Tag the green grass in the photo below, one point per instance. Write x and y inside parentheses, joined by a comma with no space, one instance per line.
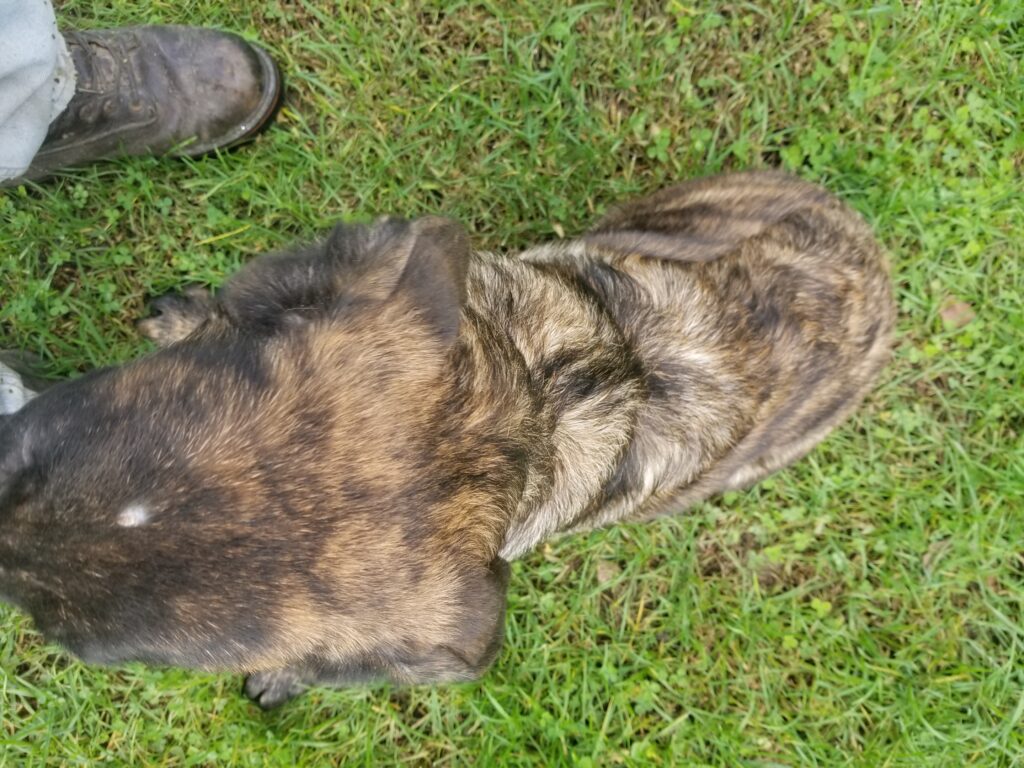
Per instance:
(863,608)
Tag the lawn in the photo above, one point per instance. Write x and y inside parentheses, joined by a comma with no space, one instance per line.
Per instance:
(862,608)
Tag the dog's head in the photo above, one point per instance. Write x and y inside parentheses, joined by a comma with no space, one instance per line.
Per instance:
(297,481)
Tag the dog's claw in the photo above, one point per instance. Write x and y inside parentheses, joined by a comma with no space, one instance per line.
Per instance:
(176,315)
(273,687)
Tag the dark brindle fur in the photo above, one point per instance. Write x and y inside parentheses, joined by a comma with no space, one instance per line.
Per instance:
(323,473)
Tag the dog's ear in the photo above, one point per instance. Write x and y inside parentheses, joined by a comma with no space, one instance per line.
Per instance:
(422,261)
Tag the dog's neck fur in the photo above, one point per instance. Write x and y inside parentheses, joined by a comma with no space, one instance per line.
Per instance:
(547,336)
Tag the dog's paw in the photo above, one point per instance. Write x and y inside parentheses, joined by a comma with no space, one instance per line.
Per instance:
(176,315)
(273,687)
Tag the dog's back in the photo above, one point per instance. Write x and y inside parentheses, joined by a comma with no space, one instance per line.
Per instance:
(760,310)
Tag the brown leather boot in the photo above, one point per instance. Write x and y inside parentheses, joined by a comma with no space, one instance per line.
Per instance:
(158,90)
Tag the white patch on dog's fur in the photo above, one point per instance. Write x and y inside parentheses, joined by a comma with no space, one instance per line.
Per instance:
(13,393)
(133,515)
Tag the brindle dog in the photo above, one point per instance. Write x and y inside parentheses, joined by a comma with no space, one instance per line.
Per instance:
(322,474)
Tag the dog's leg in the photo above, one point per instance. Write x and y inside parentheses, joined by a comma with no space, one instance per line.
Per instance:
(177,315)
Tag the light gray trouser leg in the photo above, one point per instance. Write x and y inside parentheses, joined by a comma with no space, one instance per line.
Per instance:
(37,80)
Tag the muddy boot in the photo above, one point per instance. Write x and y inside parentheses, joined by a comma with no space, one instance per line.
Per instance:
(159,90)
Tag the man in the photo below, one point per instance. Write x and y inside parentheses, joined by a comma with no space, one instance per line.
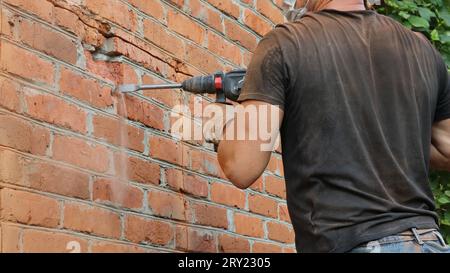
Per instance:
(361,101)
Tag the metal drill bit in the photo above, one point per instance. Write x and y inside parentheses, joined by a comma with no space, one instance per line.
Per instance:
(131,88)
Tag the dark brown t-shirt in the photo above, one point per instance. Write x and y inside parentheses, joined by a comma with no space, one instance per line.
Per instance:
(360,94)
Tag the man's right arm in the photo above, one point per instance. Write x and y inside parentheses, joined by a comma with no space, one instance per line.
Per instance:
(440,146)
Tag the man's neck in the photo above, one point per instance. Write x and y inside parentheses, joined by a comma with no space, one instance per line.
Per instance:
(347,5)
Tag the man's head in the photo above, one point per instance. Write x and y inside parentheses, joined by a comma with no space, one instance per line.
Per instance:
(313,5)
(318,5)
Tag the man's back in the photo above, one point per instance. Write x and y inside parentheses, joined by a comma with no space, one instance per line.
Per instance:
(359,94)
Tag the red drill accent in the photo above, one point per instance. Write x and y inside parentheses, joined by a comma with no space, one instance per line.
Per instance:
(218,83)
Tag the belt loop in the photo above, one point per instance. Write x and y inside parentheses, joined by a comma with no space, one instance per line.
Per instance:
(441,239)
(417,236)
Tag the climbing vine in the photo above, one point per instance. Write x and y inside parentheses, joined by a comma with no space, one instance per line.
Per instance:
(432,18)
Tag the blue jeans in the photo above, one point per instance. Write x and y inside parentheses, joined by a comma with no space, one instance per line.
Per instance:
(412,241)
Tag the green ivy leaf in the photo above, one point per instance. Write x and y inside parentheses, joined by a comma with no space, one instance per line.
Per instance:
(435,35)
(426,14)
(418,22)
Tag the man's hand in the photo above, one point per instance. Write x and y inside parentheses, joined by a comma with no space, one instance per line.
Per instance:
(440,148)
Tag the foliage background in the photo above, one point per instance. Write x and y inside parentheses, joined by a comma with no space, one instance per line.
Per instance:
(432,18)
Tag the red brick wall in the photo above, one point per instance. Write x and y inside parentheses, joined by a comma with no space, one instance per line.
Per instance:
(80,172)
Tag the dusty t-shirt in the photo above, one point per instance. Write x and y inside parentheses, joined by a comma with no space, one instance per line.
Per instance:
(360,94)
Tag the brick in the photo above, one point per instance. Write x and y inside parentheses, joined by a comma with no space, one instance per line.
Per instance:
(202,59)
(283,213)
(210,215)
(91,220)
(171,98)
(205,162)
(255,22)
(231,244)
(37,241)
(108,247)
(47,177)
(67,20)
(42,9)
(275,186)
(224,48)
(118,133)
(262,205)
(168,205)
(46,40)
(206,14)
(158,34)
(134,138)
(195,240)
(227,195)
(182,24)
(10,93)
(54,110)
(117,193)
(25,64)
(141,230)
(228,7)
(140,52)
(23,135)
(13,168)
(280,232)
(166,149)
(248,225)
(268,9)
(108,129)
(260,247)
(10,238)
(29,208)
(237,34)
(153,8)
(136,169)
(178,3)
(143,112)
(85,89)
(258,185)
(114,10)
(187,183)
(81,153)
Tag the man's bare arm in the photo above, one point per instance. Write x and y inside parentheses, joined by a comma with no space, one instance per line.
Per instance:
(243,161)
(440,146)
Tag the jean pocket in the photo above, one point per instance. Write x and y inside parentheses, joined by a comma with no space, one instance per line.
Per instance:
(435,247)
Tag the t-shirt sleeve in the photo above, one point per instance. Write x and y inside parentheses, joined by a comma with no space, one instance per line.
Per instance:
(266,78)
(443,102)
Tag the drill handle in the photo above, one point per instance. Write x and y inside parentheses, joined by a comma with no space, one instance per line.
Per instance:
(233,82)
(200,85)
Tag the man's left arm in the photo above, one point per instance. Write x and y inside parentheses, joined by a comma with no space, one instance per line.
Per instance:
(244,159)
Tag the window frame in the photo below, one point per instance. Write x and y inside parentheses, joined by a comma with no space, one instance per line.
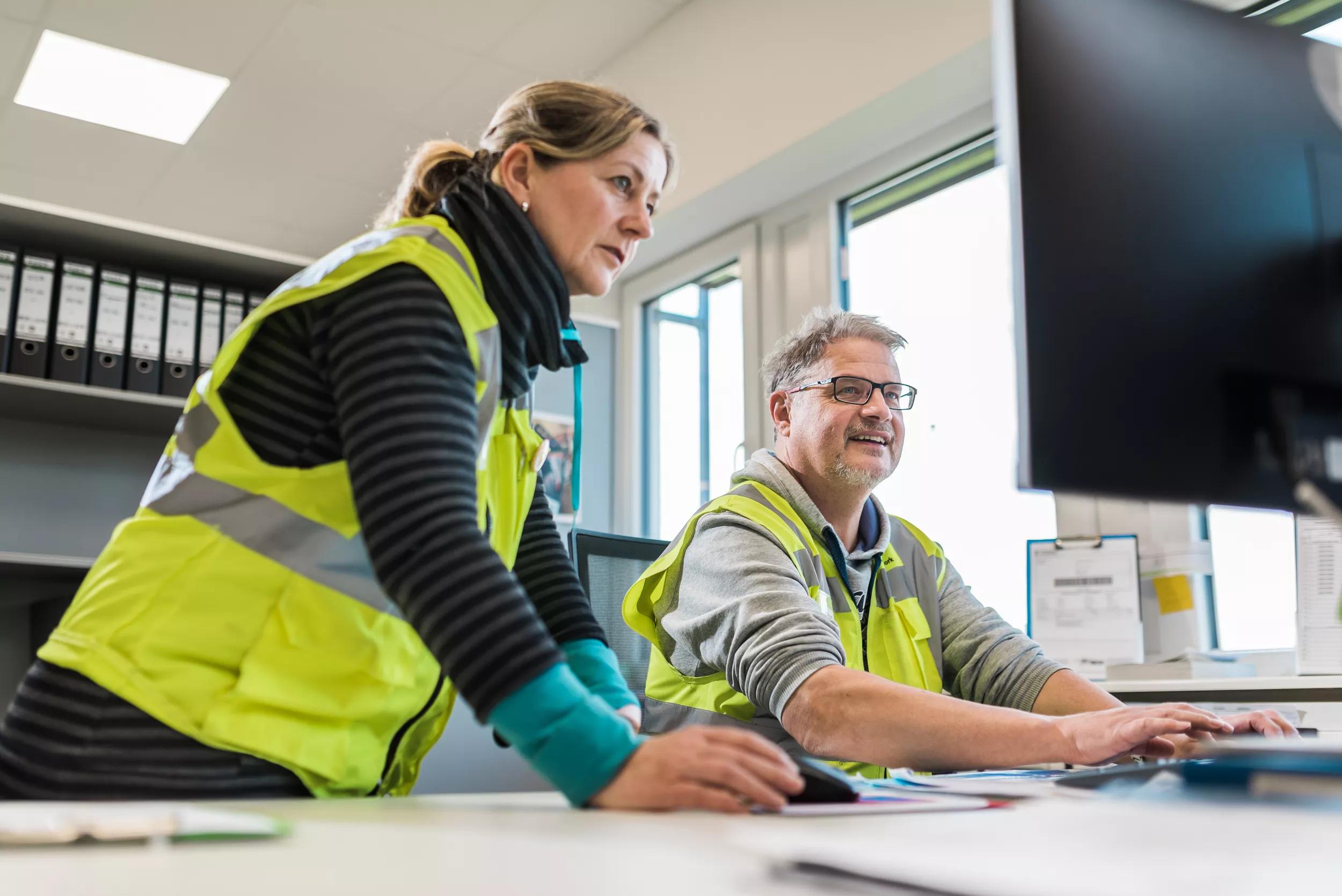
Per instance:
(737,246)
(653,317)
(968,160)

· · · · · · ·

-- OBJECTIVE --
With the pictures left out, transcribe the material exactly.

-- RESPONSE TO THIS EXERCISE --
Tag the green grass in the photo below, one point per instance. Write x and y inside parentheses, joined by a comma with no space, one instance per line.
Per instance:
(863,608)
Tag the lawn in the photo above, one point per instance. Write x and y inside parentheses, joined by a comma with no space, one instance per line.
Per instance:
(862,608)
Tag the dog's head in the photo above, one point per instance. Write x and y inside parentheses, joined by a comma with no space, one instance per line.
Per instance:
(297,481)
Tag the dog's claw in the photo above, one point per instance. Write x and y inside parentheses, joined by a comma with no space, one instance per line.
Per instance:
(176,315)
(273,687)
Tag the dark brindle fur in the photo above, one point per instance. Write x and y inside parentheses, joined by a comma with no space, one instance per line.
Per instance:
(323,473)
Tag the dog's ear in the photo above, one point per instance. Write x and y inside parentheses, joined by a comma with no space, one instance per line.
Per instance:
(422,261)
Tag the dog's neck fur in the photo above, one point per instance. Write x and y inside parentheses, joined by a comma with no space, one instance per line.
Per instance:
(547,336)
Tag the dog's paw in the photo above, one point per instance. Write x and y inside parentheses, joined by a comma with no space, one instance per line.
Per instance:
(176,315)
(273,687)
Tag the dog's back in the photo above, one point per instance. Write x and y inside parentheses, joined by a comma with no space, one instance per line.
Per instance:
(760,310)
Tag the brown leather boot in the photo above, one point per instance. Write x and y inside parentheses, joined by a comma with no space, one instance per line.
Per instance:
(158,90)
Tag the white patch on dog's fur in the photo above, one point per instance. Write x and y inside parentheses, joined by a comma with no space, one instance per line.
Per instance:
(13,393)
(133,515)
Tag the brindle dog in the photo above, one point per instance. Write x and y inside parentheses, joined by a comma with no space, one instance per line.
Per instance:
(322,474)
Tag the dog's leg in the photo above, one point per instance. Write x and y inside parentheses, joined by a comma with no space, one instance per line.
Per instance:
(177,315)
Tag the light gray trouser leg in the photo above, one point per instance. Write x and y inside parentheses, joined by a comma with no space, one instance per line.
Per instance:
(37,80)
Tag the muddy boot in the photo above, one point per instance. Write x and y inside parentheses, joined by a comma with no space, one instance per line.
Per instance:
(159,90)
Tag the man in the photo below, one point per instance. Write x and y inside parentheses, joined by a comma with no space, one instance per line.
Per instance:
(361,101)
Tag the metal drill bit in the photo above, one point per instance. Write x and y inside parentheses, joined by a comma with no space, one instance per line.
Per instance:
(131,88)
Tag the dark brown t-shirt in the photo above, one point per instance. Write x and y inside parentheses, joined by a comma with no space, one instance per line.
Per instance:
(360,94)
Tag the man's right arm in the photo above, one point per instance. Write x and y inside parentheses, joined by a comma with no space, one instance per line.
Per instance:
(440,146)
Tag the man's neck in the photo above, one point per instance. Write x and y inside parentheses, joined by a comma with no space, one instance per line.
Per instance:
(347,5)
Tag the man's head in the photo above, one point per instance. Write x and y inside parentheses, joined by a comma with no space, one instance per line.
Per instance:
(313,5)
(318,5)
Tag the man's back in the photo above, one point per instance. Write x and y inside parentheses, joined by a comma with no space, one instance per line.
Per instance:
(359,94)
Tag the red drill accent in the photo above, one point per instance. Write x and y inside parentheses, joined by a comma with no space, one instance per line.
Per instance:
(218,83)
Tag the belt loop in the photo above, one point per instance. Write x and y inside parentheses, joined by a comma with no space, one instance per line.
Per instance:
(441,239)
(417,236)
Tag the climbing vine in the photo above, one point per instance. Write x and y inside parentheses, joined by a comma with no space, one instance per line.
Per instance:
(432,18)
Tag the blue jeans in the photo above, one point per instance. Write x and y inside parentheses, joined by a comma with no space, one instance per line.
Per instance:
(412,241)
Tag the green ivy leaf in the photo above, one point per instance. Write x and y inside parentheses, joined by a comma with no space, one instance per line.
Per instance:
(435,35)
(426,14)
(418,22)
Tag the man's hand in the photo above, one point per instance. Write x and y inside parentheses, joined by a comma with no space, one instance per line.
Per instance:
(440,148)
Tag the foliage background in the photo above, one point per instance. Write x and y inside parentheses, joined by a comma with no space, one instance per line.
Per instance:
(432,18)
Tag the red brick wall in the photo above, one point per instance. Write x and y inside parentheses, joined by a comma with no space, one instance per line.
Per instance:
(80,172)
Tag the dusty t-shirt in the photo above, one point per instance. Write x and y inside parentheses, joined by a comma with no space, one instance per line.
Per instance:
(360,94)
Tag the brick in the photo above, one point per instance. Write x and y inside parentheses, joined by a comma with no space, one instance per line.
Per instance:
(202,59)
(283,213)
(210,215)
(91,220)
(171,98)
(205,162)
(255,22)
(231,244)
(37,241)
(108,247)
(47,177)
(67,20)
(42,9)
(275,186)
(224,48)
(118,133)
(262,205)
(168,205)
(46,40)
(206,14)
(158,34)
(134,138)
(195,240)
(227,195)
(182,24)
(10,93)
(54,110)
(117,193)
(25,64)
(141,230)
(228,7)
(140,52)
(23,135)
(13,168)
(280,232)
(166,149)
(248,225)
(268,9)
(108,129)
(260,247)
(10,238)
(29,208)
(237,34)
(153,8)
(136,169)
(178,3)
(143,112)
(85,89)
(258,185)
(114,10)
(187,183)
(81,153)
Tag the man's bare arm in the photo above, one point per instance. Write x and y inside parentheses, joined by a comma with no space, one instance per line.
Per instance:
(243,161)
(440,146)
Tag the jean pocket in the photo above, one point per instance. Write x and y inside parentheses, joined by a comma with no space, one instance per line.
Per instance:
(435,247)
Tag the t-shirt sleeve in the photo above, one point per instance. Write x and y inside parentheses, joined by a comma with no space, one instance per line.
Per instance:
(266,78)
(443,102)
Tag the drill handle in the photo above, one point per instance. Write x and y inside parentheses, joined by a comma with no space, one instance per line.
Per instance:
(233,82)
(200,85)
Tag the man's left arm in the photo above, one point per instance. Write x and y inside parentheses, joined by a comma with no space, one instance per line.
Per instance:
(244,159)
Tag the window frame in the photo below, one point per instance. Write x and y inside parentheses, joined by a comma with no space, one instance per line.
Per instance:
(737,246)
(653,317)
(968,160)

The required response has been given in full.